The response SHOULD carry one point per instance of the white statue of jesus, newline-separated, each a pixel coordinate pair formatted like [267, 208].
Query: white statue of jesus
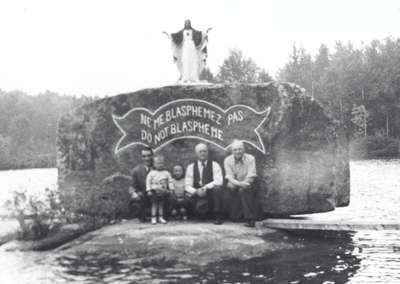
[189, 49]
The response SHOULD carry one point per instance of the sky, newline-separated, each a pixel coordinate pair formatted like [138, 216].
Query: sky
[103, 47]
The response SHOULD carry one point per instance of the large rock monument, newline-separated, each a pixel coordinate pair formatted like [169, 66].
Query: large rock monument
[301, 154]
[301, 159]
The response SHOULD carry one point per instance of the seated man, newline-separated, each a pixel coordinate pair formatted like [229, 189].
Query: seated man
[138, 185]
[240, 172]
[203, 180]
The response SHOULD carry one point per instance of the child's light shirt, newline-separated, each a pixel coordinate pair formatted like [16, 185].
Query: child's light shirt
[179, 187]
[156, 179]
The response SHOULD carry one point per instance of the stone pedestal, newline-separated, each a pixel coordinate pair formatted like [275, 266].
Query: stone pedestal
[301, 162]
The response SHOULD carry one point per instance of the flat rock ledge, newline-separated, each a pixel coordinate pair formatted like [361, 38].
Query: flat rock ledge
[192, 243]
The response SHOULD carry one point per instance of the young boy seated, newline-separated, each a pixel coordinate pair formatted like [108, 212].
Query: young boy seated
[158, 187]
[179, 201]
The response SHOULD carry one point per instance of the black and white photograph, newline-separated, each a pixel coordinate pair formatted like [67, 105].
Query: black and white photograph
[199, 141]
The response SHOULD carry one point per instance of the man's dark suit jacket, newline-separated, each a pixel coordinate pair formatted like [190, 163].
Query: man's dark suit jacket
[139, 174]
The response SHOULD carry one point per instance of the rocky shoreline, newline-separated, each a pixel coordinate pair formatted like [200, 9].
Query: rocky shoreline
[195, 243]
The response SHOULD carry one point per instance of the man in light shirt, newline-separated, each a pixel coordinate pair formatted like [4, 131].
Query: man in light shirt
[203, 180]
[240, 172]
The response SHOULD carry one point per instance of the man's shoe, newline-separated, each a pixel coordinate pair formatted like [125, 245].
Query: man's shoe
[162, 220]
[251, 224]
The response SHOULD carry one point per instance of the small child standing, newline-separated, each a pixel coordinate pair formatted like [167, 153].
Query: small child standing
[179, 201]
[158, 186]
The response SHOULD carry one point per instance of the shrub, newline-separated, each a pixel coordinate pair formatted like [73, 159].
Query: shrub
[36, 218]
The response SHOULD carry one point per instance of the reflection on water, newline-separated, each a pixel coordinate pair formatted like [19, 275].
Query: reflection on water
[360, 257]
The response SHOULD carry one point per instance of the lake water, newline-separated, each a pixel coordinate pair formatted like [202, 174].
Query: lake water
[361, 257]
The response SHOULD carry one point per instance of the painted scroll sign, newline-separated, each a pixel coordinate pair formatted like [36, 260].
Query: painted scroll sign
[190, 118]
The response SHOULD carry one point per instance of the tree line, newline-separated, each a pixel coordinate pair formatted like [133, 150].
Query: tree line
[28, 126]
[359, 87]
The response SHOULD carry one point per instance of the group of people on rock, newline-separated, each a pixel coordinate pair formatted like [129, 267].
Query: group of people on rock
[198, 190]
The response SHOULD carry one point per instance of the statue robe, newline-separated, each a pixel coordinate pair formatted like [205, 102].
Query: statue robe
[189, 48]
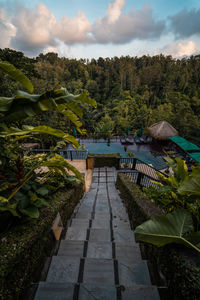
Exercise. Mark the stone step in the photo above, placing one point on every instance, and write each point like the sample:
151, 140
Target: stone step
99, 292
54, 291
123, 236
64, 269
65, 291
133, 273
100, 249
100, 223
72, 248
76, 233
140, 292
101, 271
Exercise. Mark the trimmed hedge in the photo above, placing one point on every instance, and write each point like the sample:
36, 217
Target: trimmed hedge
24, 249
177, 266
106, 160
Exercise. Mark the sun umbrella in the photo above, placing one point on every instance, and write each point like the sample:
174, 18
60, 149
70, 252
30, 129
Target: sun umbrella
162, 130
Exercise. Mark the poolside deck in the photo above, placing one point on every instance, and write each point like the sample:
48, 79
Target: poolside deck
99, 258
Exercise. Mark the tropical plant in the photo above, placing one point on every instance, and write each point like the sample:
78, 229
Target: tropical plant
180, 190
175, 227
23, 189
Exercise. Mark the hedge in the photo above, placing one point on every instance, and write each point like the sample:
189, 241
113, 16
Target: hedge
105, 160
177, 267
24, 249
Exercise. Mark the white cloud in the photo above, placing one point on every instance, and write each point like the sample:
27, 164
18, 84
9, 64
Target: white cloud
33, 31
34, 28
186, 23
180, 49
7, 30
114, 11
119, 28
74, 30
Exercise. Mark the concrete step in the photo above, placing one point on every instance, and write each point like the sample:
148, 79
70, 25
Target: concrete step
64, 269
98, 270
72, 248
133, 273
54, 291
100, 249
123, 236
140, 293
76, 233
99, 292
98, 235
65, 291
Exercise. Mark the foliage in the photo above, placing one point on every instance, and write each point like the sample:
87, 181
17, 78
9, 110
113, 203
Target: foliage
175, 227
133, 91
180, 194
178, 191
15, 74
24, 187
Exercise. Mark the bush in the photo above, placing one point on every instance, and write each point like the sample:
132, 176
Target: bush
23, 250
177, 266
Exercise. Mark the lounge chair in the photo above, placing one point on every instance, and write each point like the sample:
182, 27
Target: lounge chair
137, 140
122, 140
129, 140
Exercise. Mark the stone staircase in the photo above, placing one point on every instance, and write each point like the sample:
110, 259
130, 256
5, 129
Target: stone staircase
99, 258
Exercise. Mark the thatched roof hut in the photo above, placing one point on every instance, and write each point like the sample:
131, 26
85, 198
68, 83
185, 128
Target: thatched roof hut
162, 130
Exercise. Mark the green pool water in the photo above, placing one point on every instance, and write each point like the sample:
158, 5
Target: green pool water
143, 155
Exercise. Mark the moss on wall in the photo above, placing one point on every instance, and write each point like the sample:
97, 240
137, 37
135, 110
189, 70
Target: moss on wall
178, 266
24, 248
105, 160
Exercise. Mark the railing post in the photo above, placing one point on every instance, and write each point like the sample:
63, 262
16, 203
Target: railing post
140, 176
134, 164
71, 155
86, 163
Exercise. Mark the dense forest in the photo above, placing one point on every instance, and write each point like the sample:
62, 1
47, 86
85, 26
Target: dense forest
131, 92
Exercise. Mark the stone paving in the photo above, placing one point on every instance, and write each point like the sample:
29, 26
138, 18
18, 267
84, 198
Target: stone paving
99, 258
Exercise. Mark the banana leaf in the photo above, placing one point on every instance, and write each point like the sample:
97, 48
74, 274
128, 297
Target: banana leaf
175, 227
16, 74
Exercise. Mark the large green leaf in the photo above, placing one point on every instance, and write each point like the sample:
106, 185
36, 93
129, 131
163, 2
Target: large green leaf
181, 170
59, 164
14, 131
16, 74
30, 211
172, 228
191, 185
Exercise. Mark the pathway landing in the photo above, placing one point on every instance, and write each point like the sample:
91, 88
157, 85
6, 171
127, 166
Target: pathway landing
99, 258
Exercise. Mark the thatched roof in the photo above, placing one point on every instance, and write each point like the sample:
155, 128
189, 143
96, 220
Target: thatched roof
162, 130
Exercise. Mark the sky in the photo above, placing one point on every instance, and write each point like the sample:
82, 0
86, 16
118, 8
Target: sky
101, 28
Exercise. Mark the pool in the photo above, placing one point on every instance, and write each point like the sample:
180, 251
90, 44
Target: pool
141, 152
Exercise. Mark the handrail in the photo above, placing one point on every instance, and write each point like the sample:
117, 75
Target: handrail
140, 178
133, 161
68, 154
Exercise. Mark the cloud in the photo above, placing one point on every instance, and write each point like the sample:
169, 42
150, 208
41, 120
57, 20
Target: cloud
33, 31
180, 49
7, 30
74, 30
186, 23
39, 29
118, 28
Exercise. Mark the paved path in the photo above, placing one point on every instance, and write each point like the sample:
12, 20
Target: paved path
99, 258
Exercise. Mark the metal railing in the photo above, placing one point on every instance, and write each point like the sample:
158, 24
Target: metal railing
67, 154
140, 178
96, 139
133, 163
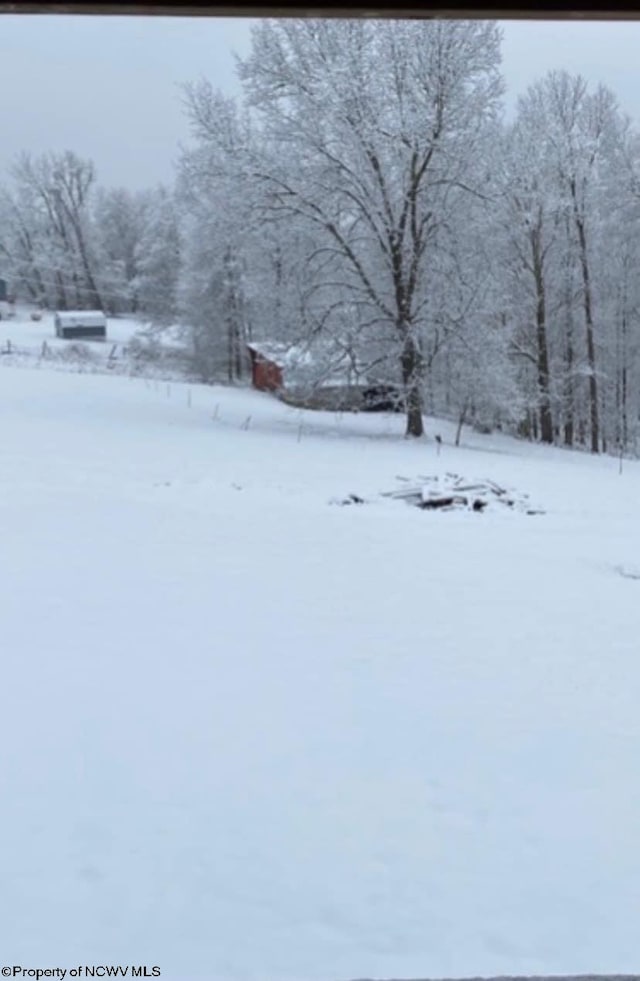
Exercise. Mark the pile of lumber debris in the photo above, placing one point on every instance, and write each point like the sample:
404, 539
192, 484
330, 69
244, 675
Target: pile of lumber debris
451, 491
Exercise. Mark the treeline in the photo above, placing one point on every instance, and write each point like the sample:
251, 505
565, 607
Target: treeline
366, 199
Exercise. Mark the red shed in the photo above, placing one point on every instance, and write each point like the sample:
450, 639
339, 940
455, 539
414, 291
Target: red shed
266, 367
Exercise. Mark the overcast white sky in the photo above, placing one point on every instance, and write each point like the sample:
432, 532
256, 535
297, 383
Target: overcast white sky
109, 87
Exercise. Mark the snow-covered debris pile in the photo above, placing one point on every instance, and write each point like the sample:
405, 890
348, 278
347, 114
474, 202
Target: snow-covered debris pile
450, 490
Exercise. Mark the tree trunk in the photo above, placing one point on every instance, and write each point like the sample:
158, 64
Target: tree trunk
412, 366
544, 382
588, 317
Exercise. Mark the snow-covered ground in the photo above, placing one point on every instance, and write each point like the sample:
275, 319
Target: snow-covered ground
251, 735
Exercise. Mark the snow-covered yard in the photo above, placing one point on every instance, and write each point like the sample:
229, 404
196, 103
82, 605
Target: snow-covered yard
248, 735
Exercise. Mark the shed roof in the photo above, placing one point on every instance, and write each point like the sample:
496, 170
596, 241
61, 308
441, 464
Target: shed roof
81, 318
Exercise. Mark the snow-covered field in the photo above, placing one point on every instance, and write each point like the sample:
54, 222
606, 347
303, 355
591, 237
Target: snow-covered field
251, 735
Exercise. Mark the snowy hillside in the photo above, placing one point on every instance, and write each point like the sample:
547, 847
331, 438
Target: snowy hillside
251, 735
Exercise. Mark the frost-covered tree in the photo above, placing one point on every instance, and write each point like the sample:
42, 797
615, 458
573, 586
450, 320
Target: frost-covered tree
156, 258
52, 235
363, 132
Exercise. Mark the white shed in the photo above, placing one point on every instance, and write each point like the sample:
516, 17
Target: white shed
81, 323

> [Problem description]: Nothing but the lines from the one that contains "Target: shed roof" to the end of the listing should be given again, each exactly as it appears.

> [Result for this exercise]:
Target: shed roof
81, 318
Exercise. Mark the snow-covered field in the photo above, placing one point on every instance, and write each point like the sample:
54, 222
606, 347
303, 355
591, 237
Target: snow-covered field
251, 735
Exercise. Mark the snowy hillside in the photo above, placing one point on every instance, and write each point like the sample:
547, 847
331, 438
Target: snowy hillside
251, 735
Exercise. Mark the frost-covered tree in the photo above, placing one point on every instance, and write each point like the sample:
42, 797
615, 458
573, 586
450, 320
Target: frost-covered tree
156, 258
52, 235
363, 132
Exercise. Mark the white shed in the photo above, placing one point on every instance, and write each point like the sample:
516, 17
Target: white shed
81, 323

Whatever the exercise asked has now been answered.